- [Instructions to follow]:
Please give every entry again, exactly as it reads.

Top of Record extracts

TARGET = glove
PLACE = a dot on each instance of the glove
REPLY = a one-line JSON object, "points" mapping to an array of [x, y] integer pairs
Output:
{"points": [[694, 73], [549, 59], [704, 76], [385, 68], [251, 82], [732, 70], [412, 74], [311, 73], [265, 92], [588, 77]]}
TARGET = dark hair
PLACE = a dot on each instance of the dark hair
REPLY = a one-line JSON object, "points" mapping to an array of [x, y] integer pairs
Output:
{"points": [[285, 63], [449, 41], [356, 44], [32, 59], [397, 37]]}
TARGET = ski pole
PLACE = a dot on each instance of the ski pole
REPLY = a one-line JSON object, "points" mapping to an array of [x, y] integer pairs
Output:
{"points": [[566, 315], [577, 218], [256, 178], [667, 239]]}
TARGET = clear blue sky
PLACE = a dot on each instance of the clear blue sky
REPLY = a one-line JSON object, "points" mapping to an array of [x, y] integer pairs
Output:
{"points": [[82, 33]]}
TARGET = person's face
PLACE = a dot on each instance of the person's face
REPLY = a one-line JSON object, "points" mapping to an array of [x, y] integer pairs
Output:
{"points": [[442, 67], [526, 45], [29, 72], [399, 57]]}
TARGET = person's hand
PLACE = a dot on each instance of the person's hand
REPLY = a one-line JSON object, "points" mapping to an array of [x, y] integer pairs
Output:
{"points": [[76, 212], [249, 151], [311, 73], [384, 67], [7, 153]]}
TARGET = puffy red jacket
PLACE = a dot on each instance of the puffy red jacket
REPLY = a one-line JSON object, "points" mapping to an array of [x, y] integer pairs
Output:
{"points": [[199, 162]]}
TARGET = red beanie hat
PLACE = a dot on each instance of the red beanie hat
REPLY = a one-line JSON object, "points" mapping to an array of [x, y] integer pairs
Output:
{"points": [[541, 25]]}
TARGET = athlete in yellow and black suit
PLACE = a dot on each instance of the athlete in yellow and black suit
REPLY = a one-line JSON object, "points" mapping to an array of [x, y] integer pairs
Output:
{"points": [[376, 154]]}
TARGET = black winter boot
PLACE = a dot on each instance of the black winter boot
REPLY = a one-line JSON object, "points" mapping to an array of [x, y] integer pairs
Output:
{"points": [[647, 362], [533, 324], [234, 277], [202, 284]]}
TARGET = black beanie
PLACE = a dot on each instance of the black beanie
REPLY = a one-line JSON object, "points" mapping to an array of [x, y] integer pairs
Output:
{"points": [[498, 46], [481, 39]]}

Bottom of Record extracts

- [Response]:
TARGET = glove
PLACE = a dot on each instance of the glove
REPLY = a one-line JSON object, "points" mapping to an array of [x, y] integer pairs
Output:
{"points": [[694, 73], [549, 59], [704, 76], [385, 68], [251, 82], [732, 70], [412, 74], [311, 73], [265, 92], [588, 77]]}
TARGET = dark hair
PLACE = a dot on each instance of the dark hair
REPLY = a one-line JSON object, "points" mapping to an array of [x, y] integer pairs
Output:
{"points": [[285, 63], [449, 41], [356, 44], [32, 59], [397, 37]]}
TARGET = ski pole
PLACE = a dot on each instance of the ski pole
REPLY = a one-line JSON object, "points" mapping to an array of [x, y] integer pairs
Output:
{"points": [[566, 315], [577, 218], [256, 178], [667, 239]]}
TARGET = clear blue sky
PLACE = a dot on each instance of the clear blue sky
REPLY = a one-line JSON object, "points" mapping to an array of [x, y] integer pairs
Output:
{"points": [[82, 33]]}
TARGET = person's face
PLACE = a dot on each instance of the person's face
REPLY = a one-line JSON object, "points" mapping to an array of [x, y] integer pairs
Output:
{"points": [[442, 67], [526, 45], [29, 72], [399, 57]]}
TARGET = person's hand
PLACE = a dot on each instance of the person's hand
REPLY = a one-line JSON object, "points" mapping to an array of [x, y] integer pairs
Output:
{"points": [[76, 212], [249, 151], [311, 73], [384, 67], [7, 153]]}
TARGET = puffy red jacket
PLACE = a dot on each instance of the puffy red jacket
REPLY = a one-line JSON object, "points" mapping to an array of [x, y] integer pairs
Output:
{"points": [[199, 162]]}
TARGET = red beanie hat
PLACE = a dot on each instance of the red beanie hat
REPLY = a one-line JSON object, "points" mapping to an array of [x, y] integer pairs
Output:
{"points": [[541, 25]]}
TARGET = athlete in yellow and black suit
PLACE = a dot on each instance of the athlete in yellow and black suit
REPLY = a one-line JSON object, "points" mapping to an array of [x, y] integer pairs
Output:
{"points": [[376, 154]]}
TARGET = black winter boot
PLACE = a dot on each instance of the black winter boot
REPLY = a one-line JSON object, "points" mapping to an array of [x, y] integer pairs
Output:
{"points": [[647, 362], [533, 324], [234, 277], [202, 284]]}
TARGET = black beanie
PLACE = a dot on each instance of the black beanie
REPLY = a one-line JSON object, "points" mapping to an array of [x, y] integer pairs
Output:
{"points": [[498, 46], [481, 39]]}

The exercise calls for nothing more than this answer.